■ Texto fuente:
Uno de los resultados de esta situación es el mercado negro y la emergencia de boutiques privadas con exclusividades y “artículos de marca” a los que suele acudir el jet set habanero de la hora para compensar los déficits de la oferta oficial cuando no se tiene la opción de viajar o que se los manden del extranjero. Estas últimas mercancías, ya se sabe, ingresan al país mediante las “mulas”, los paquetes procedentes de las agencias que operan en el exterior, sobre todo en Miami, los buhoneros que van a Panamá, Guyana y otras fuentes, algo que la pandemia de coronavirus ha congelado al menos por el momento. Y no se limita a ropa, calzado y perfumería, sino también a aparatos de alta tecnología como computadoras, smart phones y TVs de pantalla plana y LEDs, cuyos precios de venta al público —en caso de estar disponibles en las tiendas de recaudación de divisas— triplicaban a los del exterior.

■ Información:
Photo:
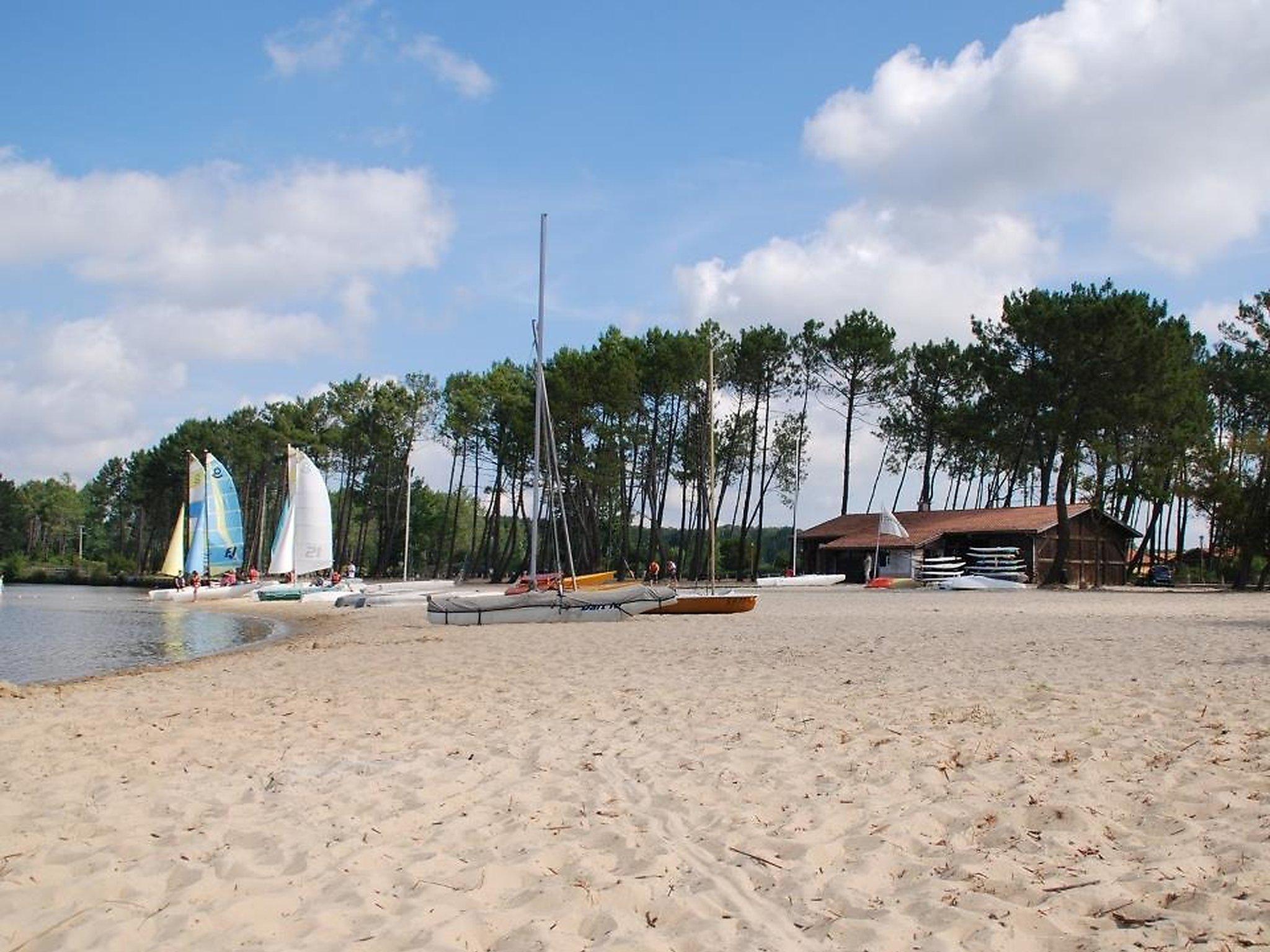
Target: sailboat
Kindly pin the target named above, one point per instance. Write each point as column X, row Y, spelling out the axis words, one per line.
column 567, row 602
column 303, row 542
column 207, row 537
column 710, row 602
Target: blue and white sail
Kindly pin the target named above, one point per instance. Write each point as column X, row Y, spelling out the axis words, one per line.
column 196, row 523
column 224, row 517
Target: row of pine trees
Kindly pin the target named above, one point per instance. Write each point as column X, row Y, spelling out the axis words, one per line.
column 1086, row 394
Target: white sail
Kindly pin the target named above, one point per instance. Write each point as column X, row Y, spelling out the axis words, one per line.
column 310, row 507
column 281, row 560
column 303, row 542
column 174, row 563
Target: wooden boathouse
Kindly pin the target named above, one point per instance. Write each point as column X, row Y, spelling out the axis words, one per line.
column 1099, row 551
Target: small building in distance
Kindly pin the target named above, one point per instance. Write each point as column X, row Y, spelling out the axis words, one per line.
column 1099, row 552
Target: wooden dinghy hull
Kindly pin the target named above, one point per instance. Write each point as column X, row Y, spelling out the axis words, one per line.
column 723, row 603
column 535, row 607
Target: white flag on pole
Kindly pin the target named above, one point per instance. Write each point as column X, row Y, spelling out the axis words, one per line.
column 889, row 524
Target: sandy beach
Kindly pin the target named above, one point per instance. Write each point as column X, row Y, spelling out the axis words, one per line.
column 837, row 770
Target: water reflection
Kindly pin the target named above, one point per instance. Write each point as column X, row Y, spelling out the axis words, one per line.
column 54, row 632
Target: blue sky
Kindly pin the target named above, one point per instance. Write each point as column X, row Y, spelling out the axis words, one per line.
column 208, row 203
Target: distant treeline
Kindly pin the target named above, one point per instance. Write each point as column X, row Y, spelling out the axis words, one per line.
column 1091, row 394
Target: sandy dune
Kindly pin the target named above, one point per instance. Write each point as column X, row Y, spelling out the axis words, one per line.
column 838, row 770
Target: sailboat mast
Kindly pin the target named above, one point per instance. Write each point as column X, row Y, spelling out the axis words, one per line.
column 207, row 534
column 538, row 405
column 710, row 469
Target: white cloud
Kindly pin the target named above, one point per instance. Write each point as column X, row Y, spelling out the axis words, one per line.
column 323, row 43
column 1160, row 110
column 356, row 301
column 84, row 392
column 211, row 234
column 465, row 75
column 259, row 271
column 318, row 43
column 923, row 270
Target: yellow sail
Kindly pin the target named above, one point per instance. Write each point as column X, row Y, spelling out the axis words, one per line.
column 174, row 563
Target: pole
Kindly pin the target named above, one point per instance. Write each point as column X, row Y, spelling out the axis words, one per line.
column 798, row 475
column 406, row 553
column 710, row 470
column 207, row 532
column 538, row 405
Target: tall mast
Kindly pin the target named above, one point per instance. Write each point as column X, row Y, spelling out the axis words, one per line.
column 710, row 470
column 207, row 532
column 538, row 405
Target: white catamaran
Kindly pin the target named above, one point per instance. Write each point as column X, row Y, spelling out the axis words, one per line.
column 207, row 537
column 546, row 604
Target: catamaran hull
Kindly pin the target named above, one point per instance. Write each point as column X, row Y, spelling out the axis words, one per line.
column 306, row 593
column 205, row 593
column 415, row 596
column 536, row 607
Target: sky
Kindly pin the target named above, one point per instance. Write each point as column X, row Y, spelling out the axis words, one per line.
column 208, row 205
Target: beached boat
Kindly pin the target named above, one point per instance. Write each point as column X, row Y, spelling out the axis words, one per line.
column 528, row 607
column 550, row 580
column 303, row 541
column 978, row 583
column 709, row 603
column 538, row 604
column 376, row 596
column 418, row 586
column 779, row 582
column 207, row 593
column 207, row 537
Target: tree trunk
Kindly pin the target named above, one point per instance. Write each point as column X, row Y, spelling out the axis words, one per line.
column 846, row 447
column 1059, row 568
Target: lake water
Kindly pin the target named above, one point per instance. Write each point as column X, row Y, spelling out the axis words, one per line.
column 55, row 632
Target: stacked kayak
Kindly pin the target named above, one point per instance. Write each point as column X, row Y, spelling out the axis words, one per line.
column 1001, row 563
column 799, row 580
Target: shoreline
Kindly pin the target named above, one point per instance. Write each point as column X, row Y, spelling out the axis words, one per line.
column 985, row 771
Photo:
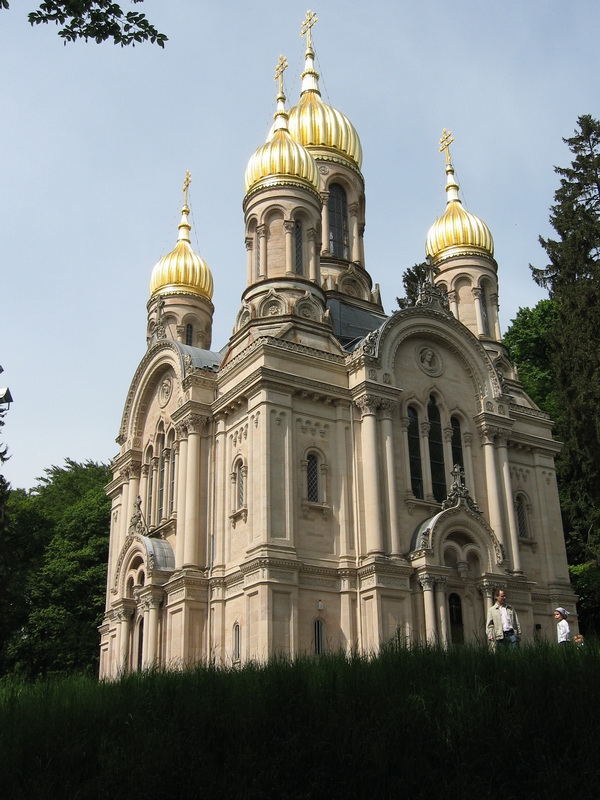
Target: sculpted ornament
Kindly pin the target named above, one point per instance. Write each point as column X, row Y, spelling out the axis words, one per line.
column 429, row 361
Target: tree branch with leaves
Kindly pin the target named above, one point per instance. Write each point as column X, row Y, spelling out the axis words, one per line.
column 99, row 20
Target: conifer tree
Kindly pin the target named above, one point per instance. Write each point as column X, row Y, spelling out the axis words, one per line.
column 573, row 280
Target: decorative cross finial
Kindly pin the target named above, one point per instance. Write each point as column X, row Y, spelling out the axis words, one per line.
column 279, row 70
column 310, row 19
column 186, row 184
column 445, row 143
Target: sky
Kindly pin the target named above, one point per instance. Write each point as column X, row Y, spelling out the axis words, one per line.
column 95, row 141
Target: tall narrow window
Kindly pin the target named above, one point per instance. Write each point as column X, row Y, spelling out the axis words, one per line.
column 337, row 205
column 457, row 454
column 312, row 478
column 237, row 642
column 161, row 486
column 485, row 320
column 240, row 485
column 414, row 452
column 318, row 637
column 150, row 492
column 436, row 451
column 522, row 517
column 298, row 248
column 172, row 481
column 457, row 633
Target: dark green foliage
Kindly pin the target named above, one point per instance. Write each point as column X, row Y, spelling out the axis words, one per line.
column 412, row 280
column 573, row 280
column 528, row 340
column 100, row 20
column 53, row 571
column 419, row 724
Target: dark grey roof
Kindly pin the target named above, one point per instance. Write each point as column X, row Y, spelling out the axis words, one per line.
column 351, row 323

■ Tarea A: Según el texto fuente, ¿en qué ciudad operan sobre todo las agencias del exterior que envían paquetes?
■ Tarea B: Indica si cada afirmación concuerda con el texto fuente y cita las palabras que lo deciden: (i) Los buhoneros viajan a Panamá y Guyana. (ii) Las mercancías que ingresan se limitan a ropa, calzado y perfumería. (iii) En las tiendas de recaudación de divisas, los precios duplicaban a los del exterior.
■ Tarea C: Retoma el texto fuente sobre el mercado negro y las boutiques privadas en La Habana, y continúalo a partir de su última oración.

■ Respuesta esperada A: En Miami.

■ Respuesta esperada B:
(i) Sí: «los buhoneros que van a Panamá, Guyana y otras fuentes».
(ii) No: «no se limita a ropa, calzado y perfumería, sino también a aparatos de alta tecnología».
(iii) No: «triplicaban a los del exterior».

■ Respuesta esperada C:
La Resolución 122 de la Aduana General de la República, así como la 222 y 223 del Ministerio de Finanzas y Precios, estuvieron una vez dirigidas a tratar de contener el boom de este mercado subterráneo mediante barreras arancelarias con el objetivo de limitar las importaciones no comerciales de los viajeros, disuadir el envío de paquetes y, en sentido inverso, alentar las remesas vía Western Union, prácticamente sin restricciones debido a la política de la administración Obama hasta que la administración Trump las limitó a 1.000 dólares por trimestre a partir de la posición ya conocida de castigar al gobierno haciendo abstracción de las personas: “Estamos tomando medidas adicionales para aislar financieramente al régimen cubano. Estados Unidos responsabiliza al régimen cubano por su opresión del pueblo cubano y el apoyo de otras dictaduras en la región, como el régimen ilegítimo de Maduro”, dijo el secretario del Tesoro, Steven Mnuchin.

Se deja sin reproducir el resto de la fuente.